→ **ACTION ITEM**
All lines from the entries below that contain the string "clicks" should be copied out.

----- DATASET EXCERPTS -----

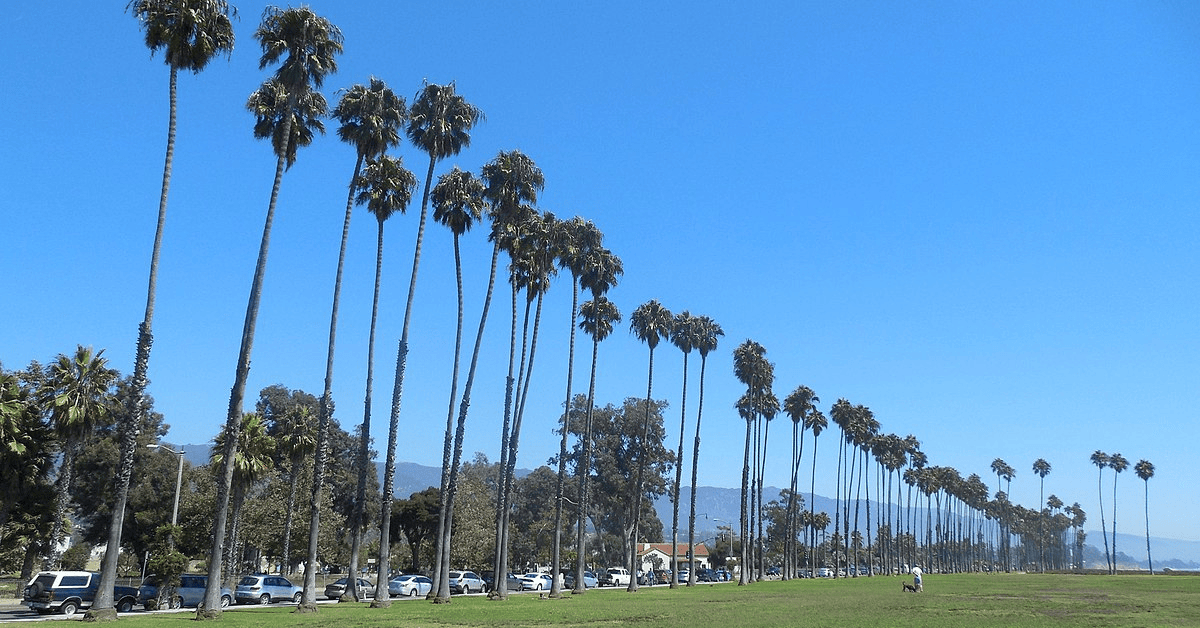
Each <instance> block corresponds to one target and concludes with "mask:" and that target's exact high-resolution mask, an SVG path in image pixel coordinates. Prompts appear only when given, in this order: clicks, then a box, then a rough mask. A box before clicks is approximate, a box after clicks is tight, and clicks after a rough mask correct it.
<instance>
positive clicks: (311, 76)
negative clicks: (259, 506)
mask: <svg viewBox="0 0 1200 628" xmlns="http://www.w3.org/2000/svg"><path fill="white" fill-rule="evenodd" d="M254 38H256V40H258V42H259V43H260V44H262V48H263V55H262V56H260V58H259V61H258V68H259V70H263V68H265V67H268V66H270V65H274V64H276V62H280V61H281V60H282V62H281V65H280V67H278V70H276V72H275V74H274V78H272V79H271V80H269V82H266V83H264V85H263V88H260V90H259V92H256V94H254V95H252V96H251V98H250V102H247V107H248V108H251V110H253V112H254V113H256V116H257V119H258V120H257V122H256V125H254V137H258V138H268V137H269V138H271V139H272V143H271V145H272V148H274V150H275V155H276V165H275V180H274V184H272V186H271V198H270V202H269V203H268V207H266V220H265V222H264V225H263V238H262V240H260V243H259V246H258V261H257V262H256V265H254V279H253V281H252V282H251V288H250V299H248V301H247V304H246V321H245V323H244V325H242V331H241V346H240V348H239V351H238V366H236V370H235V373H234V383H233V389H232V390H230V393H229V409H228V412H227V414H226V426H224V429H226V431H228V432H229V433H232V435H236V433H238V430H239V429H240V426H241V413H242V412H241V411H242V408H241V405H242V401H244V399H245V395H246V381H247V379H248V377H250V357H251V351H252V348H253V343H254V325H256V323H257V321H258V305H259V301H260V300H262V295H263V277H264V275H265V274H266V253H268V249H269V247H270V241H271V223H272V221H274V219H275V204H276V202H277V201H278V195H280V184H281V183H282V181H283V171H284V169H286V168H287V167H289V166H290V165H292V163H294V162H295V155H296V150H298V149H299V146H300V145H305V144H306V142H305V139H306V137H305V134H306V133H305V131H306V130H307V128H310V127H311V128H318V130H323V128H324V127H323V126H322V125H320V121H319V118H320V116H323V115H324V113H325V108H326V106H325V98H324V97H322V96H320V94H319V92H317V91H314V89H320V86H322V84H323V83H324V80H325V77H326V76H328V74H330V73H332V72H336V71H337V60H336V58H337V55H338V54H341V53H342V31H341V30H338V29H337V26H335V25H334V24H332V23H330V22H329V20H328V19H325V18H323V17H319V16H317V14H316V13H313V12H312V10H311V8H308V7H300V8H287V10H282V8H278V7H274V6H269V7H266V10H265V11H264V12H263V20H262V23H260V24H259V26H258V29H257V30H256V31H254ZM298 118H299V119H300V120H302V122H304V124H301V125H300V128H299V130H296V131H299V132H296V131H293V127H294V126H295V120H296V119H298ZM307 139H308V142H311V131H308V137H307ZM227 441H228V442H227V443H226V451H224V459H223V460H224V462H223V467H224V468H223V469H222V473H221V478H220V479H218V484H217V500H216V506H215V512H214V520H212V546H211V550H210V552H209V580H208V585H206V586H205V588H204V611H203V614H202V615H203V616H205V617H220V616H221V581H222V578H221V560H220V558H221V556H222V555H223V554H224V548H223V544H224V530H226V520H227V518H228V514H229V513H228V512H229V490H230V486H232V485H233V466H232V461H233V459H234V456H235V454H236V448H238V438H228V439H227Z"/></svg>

-----

→ **WRITTEN SOLUTION**
Each <instance> block corresponds to one target and concludes with "mask:" and that target's exact high-resolution mask, an SVG path in image pixel coordinates. Prompts appear only when given, in this order: clicks, then a box, then a rough mask. A box before clicks is approximate, a box after clicks is tight, and clicks after a rough mask correct it.
positive clicks: (311, 76)
negative clicks: (259, 506)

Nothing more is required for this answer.